══ Data for the task ══

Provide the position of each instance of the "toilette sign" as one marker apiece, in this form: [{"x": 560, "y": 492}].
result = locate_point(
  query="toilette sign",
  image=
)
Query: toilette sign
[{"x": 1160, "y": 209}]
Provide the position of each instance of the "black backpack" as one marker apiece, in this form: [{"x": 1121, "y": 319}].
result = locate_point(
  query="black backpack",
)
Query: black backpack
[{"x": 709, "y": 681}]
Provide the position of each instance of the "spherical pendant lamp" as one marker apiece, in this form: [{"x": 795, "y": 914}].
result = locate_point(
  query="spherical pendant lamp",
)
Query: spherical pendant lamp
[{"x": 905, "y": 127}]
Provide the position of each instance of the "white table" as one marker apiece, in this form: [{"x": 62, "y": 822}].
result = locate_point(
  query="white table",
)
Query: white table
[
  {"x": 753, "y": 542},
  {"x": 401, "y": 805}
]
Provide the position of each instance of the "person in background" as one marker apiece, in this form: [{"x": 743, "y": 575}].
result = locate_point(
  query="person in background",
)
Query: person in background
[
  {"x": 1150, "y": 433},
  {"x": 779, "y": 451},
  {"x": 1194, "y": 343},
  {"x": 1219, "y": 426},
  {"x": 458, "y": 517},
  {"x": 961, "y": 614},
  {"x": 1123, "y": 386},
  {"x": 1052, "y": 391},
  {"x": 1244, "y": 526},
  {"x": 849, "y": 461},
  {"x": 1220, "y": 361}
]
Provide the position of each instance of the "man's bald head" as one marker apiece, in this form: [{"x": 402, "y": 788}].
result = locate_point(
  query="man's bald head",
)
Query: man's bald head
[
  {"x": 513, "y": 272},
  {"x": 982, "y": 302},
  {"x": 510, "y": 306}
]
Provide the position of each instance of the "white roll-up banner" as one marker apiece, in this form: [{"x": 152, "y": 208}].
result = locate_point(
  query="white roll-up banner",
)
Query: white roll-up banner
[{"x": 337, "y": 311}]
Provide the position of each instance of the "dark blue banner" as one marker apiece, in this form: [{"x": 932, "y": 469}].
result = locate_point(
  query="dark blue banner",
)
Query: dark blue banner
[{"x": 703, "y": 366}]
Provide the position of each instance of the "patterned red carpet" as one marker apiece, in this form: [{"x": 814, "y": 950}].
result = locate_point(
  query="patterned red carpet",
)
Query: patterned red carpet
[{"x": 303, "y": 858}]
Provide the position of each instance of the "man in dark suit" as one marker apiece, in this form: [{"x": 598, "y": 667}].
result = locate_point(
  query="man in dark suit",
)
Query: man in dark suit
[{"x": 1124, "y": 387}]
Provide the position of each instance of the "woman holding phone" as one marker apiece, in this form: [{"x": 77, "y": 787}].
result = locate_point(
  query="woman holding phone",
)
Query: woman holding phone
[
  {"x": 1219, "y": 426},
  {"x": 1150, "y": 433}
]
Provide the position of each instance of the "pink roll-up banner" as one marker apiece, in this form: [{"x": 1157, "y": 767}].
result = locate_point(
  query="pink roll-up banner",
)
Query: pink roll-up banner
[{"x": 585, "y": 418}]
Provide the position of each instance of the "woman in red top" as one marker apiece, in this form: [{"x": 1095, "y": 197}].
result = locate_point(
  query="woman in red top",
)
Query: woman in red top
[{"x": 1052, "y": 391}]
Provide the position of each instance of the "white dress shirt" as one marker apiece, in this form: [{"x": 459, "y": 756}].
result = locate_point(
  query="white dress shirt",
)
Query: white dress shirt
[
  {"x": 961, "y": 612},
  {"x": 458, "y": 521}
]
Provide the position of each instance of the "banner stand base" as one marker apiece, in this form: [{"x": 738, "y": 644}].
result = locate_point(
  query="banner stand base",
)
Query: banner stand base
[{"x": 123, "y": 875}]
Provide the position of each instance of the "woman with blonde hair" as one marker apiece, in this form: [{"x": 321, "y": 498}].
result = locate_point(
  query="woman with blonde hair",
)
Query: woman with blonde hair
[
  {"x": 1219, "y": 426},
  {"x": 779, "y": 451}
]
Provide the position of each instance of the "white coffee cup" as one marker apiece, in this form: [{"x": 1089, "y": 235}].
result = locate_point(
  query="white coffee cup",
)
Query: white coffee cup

═══

> [Exercise task] All of the lines above need to be given again exactly.

> [Result]
Provide the position of each instance of the "toilette sign" as one marker apiece, in this form: [{"x": 560, "y": 492}].
result = locate_point(
  query="toilette sign",
  image=
)
Query: toilette sign
[{"x": 1160, "y": 209}]
Provide the position of each instance of the "black backpack" as one marker apiece, in this form: [{"x": 1121, "y": 319}].
result = locate_point(
  query="black backpack",
)
Query: black backpack
[{"x": 709, "y": 681}]
Provide the position of each instance of the "spherical pendant lamp" as one marker apiece, in this form: [{"x": 795, "y": 914}].
result = locate_point(
  query="spherical pendant lamp",
)
Query: spherical pendant lamp
[{"x": 905, "y": 127}]
Provide the position of each instance of the "white table" as one marker apiece, in this form: [{"x": 62, "y": 822}].
result = locate_point(
  query="white table",
)
Query: white table
[
  {"x": 753, "y": 542},
  {"x": 401, "y": 805}
]
Provide the position of each instance of the "person in background" as one marker apiece, in this form: [{"x": 743, "y": 575}].
result = locate_point(
  query="person in background",
)
Query: person in background
[
  {"x": 1150, "y": 433},
  {"x": 779, "y": 451},
  {"x": 1194, "y": 343},
  {"x": 1219, "y": 426},
  {"x": 458, "y": 517},
  {"x": 961, "y": 614},
  {"x": 1123, "y": 386},
  {"x": 1052, "y": 391},
  {"x": 1244, "y": 526},
  {"x": 849, "y": 461},
  {"x": 1220, "y": 361}
]
Provide the position of each instance of the "man's bald head" as one marker apiece, in this form: [{"x": 402, "y": 788}].
result = locate_point(
  query="man's bald head",
)
Query: man's bald head
[
  {"x": 513, "y": 272},
  {"x": 982, "y": 302},
  {"x": 510, "y": 306}
]
Provide the position of each instance of the "white roll-up banner" as one marker apiece, in this form: [{"x": 152, "y": 208}].
result = locate_point(
  query="white roll-up banner",
)
Query: white roll-up banner
[{"x": 337, "y": 311}]
Provide the position of each instance of the "dark blue banner" as one marker apiece, in this form: [{"x": 932, "y": 469}].
result = locate_point(
  query="dark blue banner",
)
Query: dark blue banner
[{"x": 703, "y": 366}]
Provide the position of each instance of the "patterned red carpet" as one marker apiece, in this form: [{"x": 814, "y": 950}].
result = locate_point(
  query="patterned red carpet",
)
Query: patterned red carpet
[{"x": 303, "y": 858}]
Provide the position of each instance of the "man in dark suit" as one marker apiece, in this form: [{"x": 598, "y": 667}].
result = locate_point(
  query="man in dark suit",
)
Query: man in dark suit
[{"x": 1124, "y": 387}]
Provide the position of each instance of the "woman holding phone" as one marker apiece, in this form: [{"x": 77, "y": 787}].
result = locate_point(
  query="woman holding phone",
)
Query: woman holding phone
[
  {"x": 1219, "y": 426},
  {"x": 1150, "y": 433}
]
Provide the position of each instance of the "pink roll-up banner" as one marker apiece, in this form: [{"x": 1157, "y": 767}].
result = locate_point(
  query="pink roll-up banner",
)
Query: pink roll-up banner
[{"x": 585, "y": 418}]
Provide the position of each instance of the "woman in red top" as one marker apiece, in this form: [{"x": 1095, "y": 197}].
result = locate_point(
  query="woman in red top",
)
Query: woman in red top
[{"x": 1052, "y": 391}]
Provide the position of each instance of the "white dress shirt" as one marker apiece, in this form: [{"x": 459, "y": 756}].
result = locate_point(
  query="white dress shirt",
)
Query: white dress shirt
[
  {"x": 961, "y": 612},
  {"x": 458, "y": 521}
]
Provide the position of each instance of the "banner stand base" as one marker apiece, in this form: [{"x": 738, "y": 644}].
result = locate_point(
  query="banner stand base",
)
Query: banner stand base
[{"x": 123, "y": 875}]
Provide the position of each instance of the "woman with blonde hair" as one marker apiece, in this form: [{"x": 321, "y": 498}].
result = locate_point(
  query="woman with blonde hair",
)
Query: woman with blonde hair
[
  {"x": 1219, "y": 426},
  {"x": 779, "y": 451}
]
Provide the position of each instance of the "white coffee cup" as one marker apiece, in this form: [{"x": 1089, "y": 235}].
result = locate_point(
  query="white coffee cup",
)
Query: white coffee cup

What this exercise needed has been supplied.